Stated task 1: Copy the passage on SSL sockets word for word, beginning at "connection = SSL.Connection(context, sock)" and continuing through "print client_conn.read(100)".

Extract:
== == ==
In either case, the patched modules handle SSL sockets transparently, just
like their standard counterparts. As an example, evy.patched.urllib2 can
be used to fetch https urls in as non-blocking a fashion as you please:
from evy.patched import urllib2
from evy.green.threads import spawn
bodies = [spawn(urllib2.urlopen, url)
for url in ("https://secondlife.com","https://google.com")]
for b in bodies:
print b.wait().read()
With Python 2.6
To use ssl sockets directly in Python 2.6, use evy.patched.ssl, which is
a non-blocking wrapper around the standard Python ssl module, and which
has the same interface. See the standard documentation for instructions on use.
PyOpenSSL
evy.patched.OpenSSL has exactly the same interface as
pyOpenSSL (docs),
and works in all versions of Python. This module is much more powerful than
socket.ssl(), and may have some advantages over ssl, depending
on your needs.
Here’s an example of a server:
from evy.patched import socket
from evy.patched.OpenSSL import SSL
# insecure context, only for example purposes
context = SSL.Context(SSL.SSLv23_METHOD)
context.set_verify(SSL.VERIFY_NONE, lambda *x: True))
# create underlying green socket and wrap it in ssl
sock = socket.socket(socket.AF_INET, socket.SOCK_STREAM)
connection = SSL.Connection(context, sock)
# configure as server
connection.set_accept_state()
connection.bind(('127.0.0.1', 80443))
connection.listen(50)
# accept one client connection then close up shop
client_conn, addr = connection.accept()
print client_conn.read(100)
client_conn.shutdown()
client_conn.close()
connection.close()
Threads
Evy is thread-safe and can be used in conjunction with normal Python threads. The way this works is that coroutines are confined to their ‘parent’ Python thread. It’s like each thread contains its own little world of coroutines that can switch between themselves but not between coroutines in other threads.
== == ==
Extracted data entries:
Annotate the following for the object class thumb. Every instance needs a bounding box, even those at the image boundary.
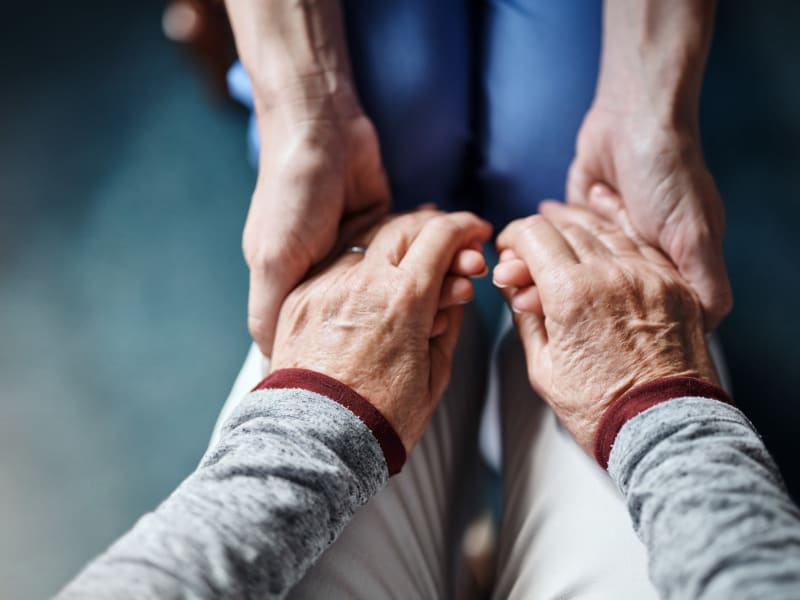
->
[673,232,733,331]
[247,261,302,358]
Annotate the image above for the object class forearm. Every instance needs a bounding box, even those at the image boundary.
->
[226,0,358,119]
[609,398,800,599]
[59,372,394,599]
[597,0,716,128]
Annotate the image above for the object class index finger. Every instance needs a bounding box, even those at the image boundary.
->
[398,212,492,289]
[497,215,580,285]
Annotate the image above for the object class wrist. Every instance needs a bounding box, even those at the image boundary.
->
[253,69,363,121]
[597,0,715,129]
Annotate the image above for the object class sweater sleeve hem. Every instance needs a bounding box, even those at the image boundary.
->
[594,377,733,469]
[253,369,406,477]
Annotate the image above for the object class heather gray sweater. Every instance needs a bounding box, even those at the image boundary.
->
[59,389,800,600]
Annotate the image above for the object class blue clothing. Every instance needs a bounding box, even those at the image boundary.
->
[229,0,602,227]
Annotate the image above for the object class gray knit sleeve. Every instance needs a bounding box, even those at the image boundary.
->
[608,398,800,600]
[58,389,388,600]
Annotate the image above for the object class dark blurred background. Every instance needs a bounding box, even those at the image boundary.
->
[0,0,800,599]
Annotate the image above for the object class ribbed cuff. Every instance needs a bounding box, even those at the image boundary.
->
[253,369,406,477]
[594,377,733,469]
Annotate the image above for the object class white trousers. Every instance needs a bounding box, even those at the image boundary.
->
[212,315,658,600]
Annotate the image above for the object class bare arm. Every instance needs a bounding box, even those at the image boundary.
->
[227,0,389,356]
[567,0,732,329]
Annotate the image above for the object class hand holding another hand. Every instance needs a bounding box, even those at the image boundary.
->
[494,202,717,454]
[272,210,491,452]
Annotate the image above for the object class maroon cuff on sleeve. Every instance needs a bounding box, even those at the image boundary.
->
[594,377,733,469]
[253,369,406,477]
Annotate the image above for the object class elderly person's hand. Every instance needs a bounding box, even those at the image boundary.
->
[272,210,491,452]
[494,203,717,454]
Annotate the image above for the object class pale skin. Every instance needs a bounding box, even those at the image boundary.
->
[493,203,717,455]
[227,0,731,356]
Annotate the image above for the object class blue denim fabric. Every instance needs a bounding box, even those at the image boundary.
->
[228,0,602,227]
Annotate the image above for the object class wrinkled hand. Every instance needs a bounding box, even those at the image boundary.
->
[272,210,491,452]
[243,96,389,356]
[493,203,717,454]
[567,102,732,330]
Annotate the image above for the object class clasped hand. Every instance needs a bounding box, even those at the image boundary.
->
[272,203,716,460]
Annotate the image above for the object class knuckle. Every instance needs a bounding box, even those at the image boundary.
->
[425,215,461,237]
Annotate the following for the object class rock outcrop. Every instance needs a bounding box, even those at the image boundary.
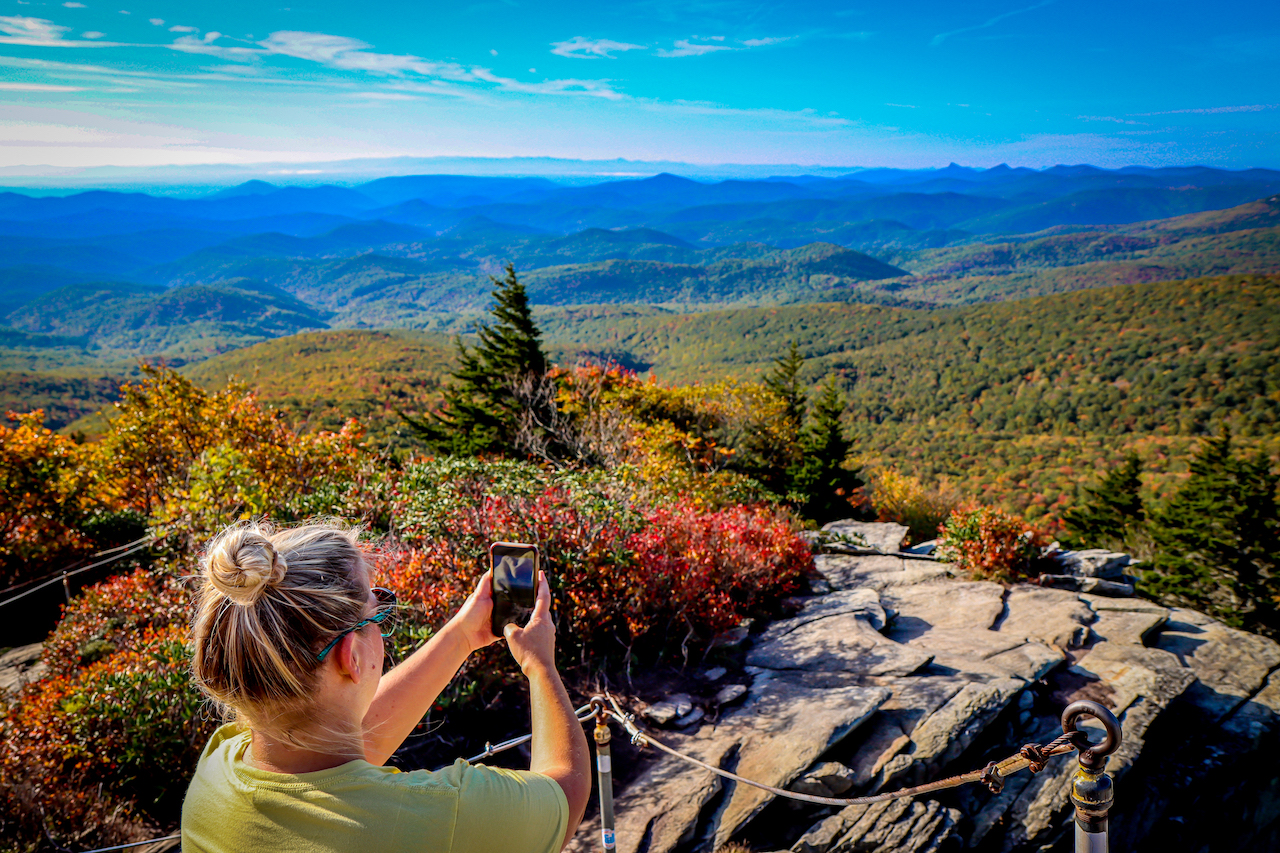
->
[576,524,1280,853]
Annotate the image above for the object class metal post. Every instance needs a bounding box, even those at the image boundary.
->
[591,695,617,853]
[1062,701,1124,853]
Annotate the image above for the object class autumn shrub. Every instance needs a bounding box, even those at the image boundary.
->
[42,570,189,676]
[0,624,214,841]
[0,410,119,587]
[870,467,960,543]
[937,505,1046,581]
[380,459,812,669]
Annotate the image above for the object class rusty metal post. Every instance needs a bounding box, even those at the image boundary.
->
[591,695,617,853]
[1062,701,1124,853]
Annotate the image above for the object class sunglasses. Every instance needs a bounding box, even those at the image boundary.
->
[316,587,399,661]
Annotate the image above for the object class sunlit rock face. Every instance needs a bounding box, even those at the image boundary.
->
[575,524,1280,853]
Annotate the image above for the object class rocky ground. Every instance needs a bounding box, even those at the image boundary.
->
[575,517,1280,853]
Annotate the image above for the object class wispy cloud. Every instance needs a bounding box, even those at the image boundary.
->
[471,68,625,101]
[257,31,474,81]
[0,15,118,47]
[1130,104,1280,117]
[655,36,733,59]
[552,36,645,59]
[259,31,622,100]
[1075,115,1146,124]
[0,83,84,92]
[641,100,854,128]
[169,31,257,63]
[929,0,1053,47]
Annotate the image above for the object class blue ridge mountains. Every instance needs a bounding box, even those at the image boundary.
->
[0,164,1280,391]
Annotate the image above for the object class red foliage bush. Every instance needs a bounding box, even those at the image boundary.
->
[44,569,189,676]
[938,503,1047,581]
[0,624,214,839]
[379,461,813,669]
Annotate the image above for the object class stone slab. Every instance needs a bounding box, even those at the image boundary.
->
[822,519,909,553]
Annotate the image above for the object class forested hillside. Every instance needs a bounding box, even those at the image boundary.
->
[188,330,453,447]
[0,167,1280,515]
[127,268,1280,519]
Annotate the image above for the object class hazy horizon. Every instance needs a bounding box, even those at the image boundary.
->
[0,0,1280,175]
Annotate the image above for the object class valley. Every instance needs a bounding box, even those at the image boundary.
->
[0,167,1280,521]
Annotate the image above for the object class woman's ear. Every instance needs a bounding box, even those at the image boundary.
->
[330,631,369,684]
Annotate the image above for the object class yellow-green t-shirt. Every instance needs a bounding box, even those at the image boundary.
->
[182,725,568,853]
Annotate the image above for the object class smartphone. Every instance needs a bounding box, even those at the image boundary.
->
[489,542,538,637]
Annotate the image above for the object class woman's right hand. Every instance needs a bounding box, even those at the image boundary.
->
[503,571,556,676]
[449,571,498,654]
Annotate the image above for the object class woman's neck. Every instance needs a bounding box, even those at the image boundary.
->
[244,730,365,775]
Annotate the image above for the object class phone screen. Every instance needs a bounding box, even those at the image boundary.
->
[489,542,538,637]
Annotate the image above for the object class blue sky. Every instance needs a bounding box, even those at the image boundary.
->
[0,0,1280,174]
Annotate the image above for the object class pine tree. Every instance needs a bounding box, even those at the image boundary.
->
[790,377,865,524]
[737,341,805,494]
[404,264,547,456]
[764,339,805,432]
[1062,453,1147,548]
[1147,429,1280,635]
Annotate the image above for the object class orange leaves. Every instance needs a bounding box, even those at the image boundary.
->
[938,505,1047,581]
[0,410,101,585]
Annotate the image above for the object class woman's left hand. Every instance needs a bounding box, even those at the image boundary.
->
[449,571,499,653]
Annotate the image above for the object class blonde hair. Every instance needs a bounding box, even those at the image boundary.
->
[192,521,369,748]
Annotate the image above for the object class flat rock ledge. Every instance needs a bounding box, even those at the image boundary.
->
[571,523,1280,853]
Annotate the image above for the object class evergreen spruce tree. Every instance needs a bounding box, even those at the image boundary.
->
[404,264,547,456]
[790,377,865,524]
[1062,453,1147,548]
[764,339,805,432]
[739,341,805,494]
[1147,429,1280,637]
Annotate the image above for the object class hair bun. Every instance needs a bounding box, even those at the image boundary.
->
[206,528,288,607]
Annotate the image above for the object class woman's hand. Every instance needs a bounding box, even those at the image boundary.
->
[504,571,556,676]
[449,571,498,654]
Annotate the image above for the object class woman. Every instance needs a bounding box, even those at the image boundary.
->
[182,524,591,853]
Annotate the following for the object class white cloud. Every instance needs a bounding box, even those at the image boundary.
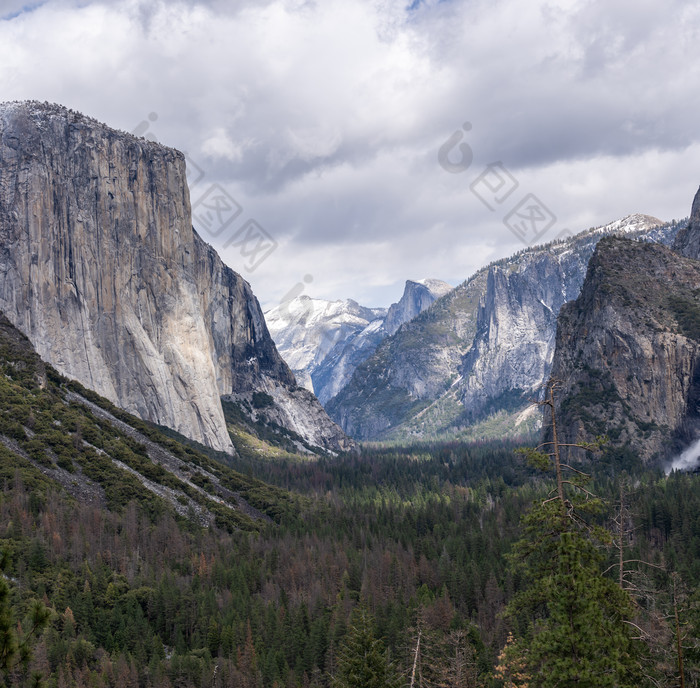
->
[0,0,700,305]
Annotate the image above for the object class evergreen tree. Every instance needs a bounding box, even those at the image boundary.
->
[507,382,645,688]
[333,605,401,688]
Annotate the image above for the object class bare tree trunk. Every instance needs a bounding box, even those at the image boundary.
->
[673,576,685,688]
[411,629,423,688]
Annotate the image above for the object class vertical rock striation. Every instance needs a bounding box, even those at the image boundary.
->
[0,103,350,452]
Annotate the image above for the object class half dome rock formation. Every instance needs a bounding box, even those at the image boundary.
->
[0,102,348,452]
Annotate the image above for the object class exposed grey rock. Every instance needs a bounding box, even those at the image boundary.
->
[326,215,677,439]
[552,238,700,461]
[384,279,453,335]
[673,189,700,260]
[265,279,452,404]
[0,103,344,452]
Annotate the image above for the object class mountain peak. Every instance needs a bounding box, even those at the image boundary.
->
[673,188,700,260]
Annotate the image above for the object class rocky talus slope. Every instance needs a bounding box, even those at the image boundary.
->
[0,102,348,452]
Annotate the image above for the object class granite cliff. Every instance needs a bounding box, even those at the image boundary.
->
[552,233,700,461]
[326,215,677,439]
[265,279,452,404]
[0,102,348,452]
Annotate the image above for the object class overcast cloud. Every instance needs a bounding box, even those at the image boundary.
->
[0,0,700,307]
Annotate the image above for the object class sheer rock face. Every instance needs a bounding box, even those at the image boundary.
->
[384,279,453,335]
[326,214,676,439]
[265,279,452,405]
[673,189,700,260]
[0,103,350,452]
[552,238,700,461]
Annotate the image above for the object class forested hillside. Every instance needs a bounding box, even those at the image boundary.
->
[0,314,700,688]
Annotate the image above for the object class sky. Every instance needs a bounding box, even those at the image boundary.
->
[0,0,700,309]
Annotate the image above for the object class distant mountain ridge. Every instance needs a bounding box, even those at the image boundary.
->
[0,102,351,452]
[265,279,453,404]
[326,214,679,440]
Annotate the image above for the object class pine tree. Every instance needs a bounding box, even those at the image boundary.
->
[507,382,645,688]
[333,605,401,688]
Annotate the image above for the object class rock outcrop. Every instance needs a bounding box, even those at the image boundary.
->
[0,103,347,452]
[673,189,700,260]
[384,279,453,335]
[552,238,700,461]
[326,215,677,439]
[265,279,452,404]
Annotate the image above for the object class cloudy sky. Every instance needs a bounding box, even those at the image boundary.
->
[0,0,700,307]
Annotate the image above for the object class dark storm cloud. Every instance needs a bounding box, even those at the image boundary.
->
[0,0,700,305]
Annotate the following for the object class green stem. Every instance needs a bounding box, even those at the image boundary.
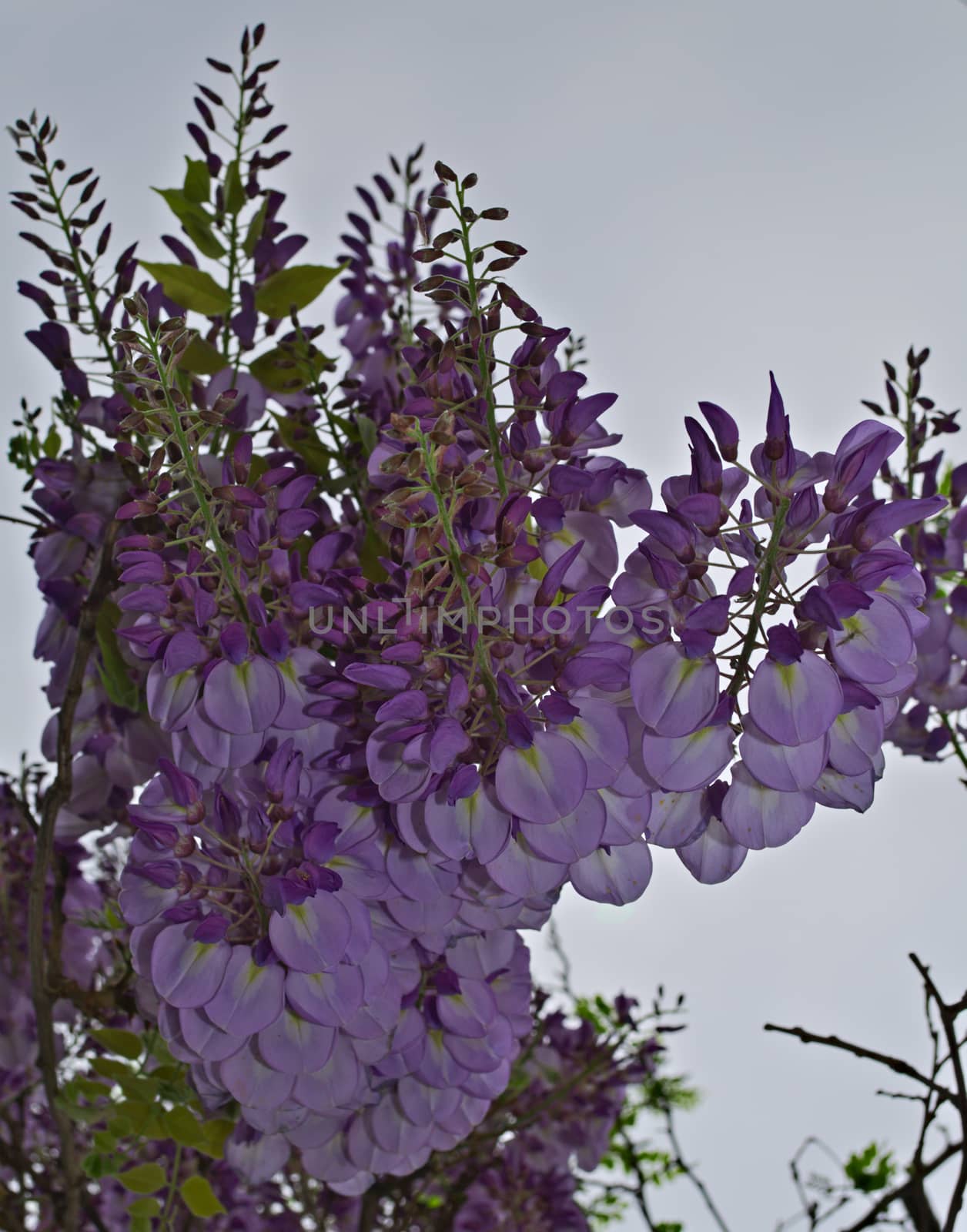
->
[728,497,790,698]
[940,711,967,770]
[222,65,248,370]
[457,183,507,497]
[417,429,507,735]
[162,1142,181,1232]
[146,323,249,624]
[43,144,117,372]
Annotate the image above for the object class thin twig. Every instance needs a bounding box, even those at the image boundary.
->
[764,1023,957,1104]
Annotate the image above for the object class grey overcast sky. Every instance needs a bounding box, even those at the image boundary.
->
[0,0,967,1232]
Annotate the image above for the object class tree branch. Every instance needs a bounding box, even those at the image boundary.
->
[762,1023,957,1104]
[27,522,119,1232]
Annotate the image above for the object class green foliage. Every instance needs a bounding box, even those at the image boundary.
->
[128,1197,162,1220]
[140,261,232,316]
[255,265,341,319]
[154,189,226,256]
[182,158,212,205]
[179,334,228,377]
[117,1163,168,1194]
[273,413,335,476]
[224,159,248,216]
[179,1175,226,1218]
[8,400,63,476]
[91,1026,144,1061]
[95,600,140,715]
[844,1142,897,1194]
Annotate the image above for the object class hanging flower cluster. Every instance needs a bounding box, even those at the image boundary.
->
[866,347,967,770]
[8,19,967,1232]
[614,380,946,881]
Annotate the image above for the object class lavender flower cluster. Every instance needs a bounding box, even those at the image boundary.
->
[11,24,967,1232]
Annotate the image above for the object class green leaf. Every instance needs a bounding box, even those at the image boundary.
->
== == ==
Stated task 2: Repeat the records from the line containing "Annotate the following for the object class rock" through the line containing "[127,268,1280,519]", both lines included, and omit the pictures.

Full answer 1:
connection = SSL.Connection(context, sock)
# configure as server
connection.set_accept_state()
connection.bind(('127.0.0.1', 80443))
connection.listen(50)
# accept one client connection then close up shop
client_conn, addr = connection.accept()
print client_conn.read(100)

Full answer 2:
Annotate the following for the object class rock outcrop. Every instance needs a bounding box, even those at the image boundary.
->
[576,524,1280,853]
Annotate the image above for the object class metal post. Every instance needs a bounding box, even those at the image boundary.
->
[591,695,617,853]
[1062,701,1124,853]
Annotate the image above for the object class autumn shrub. Every instance needs a bounding box, even those at the image boundary.
->
[42,570,189,676]
[0,624,214,841]
[0,410,119,587]
[870,467,960,543]
[937,505,1046,581]
[380,459,812,669]
Annotate the image above for the object class rusty metal post. Every instance needs a bounding box, even those at the image boundary.
->
[591,695,617,853]
[1062,701,1124,853]
Annotate the image above for the object class sunglasses. Every instance needs a bounding box, even those at the image boundary.
->
[316,587,399,661]
Annotate the image above for the object class sunlit rock face. Every instance needs a bounding box, even those at the image boundary.
->
[575,524,1280,853]
Annotate the image above for the object class rocky ground. Every instance needs a bounding box, even those at the image boundary.
->
[575,517,1280,853]
Annotate the image above for the object class wispy cloud. Every instance needs a bounding box, even those at the image boundary.
->
[471,68,625,101]
[257,31,474,81]
[0,15,118,47]
[1130,104,1280,117]
[655,36,733,59]
[552,36,645,59]
[259,31,622,100]
[1075,115,1146,124]
[0,83,84,92]
[641,100,854,128]
[169,31,257,63]
[929,0,1053,47]
Annotate the image above for the object class blue ridge mountains. Every instance needs a bounding box, even those at the image boundary.
->
[0,164,1280,391]
Annotate the image above for the object class red foliage bush. Every instance needs a bounding box, even those at the image boundary.
->
[44,569,189,676]
[938,503,1047,581]
[0,624,214,839]
[379,461,813,669]
Annotate the image above for the object class stone slab. Every instance needs a bounding box, even those at the image boundary.
->
[822,519,909,553]
Annotate the image above for the object class forested hillside. Every instance needs a bounding box, even those at the image boundary.
->
[188,330,453,447]
[0,167,1280,515]
[127,268,1280,519]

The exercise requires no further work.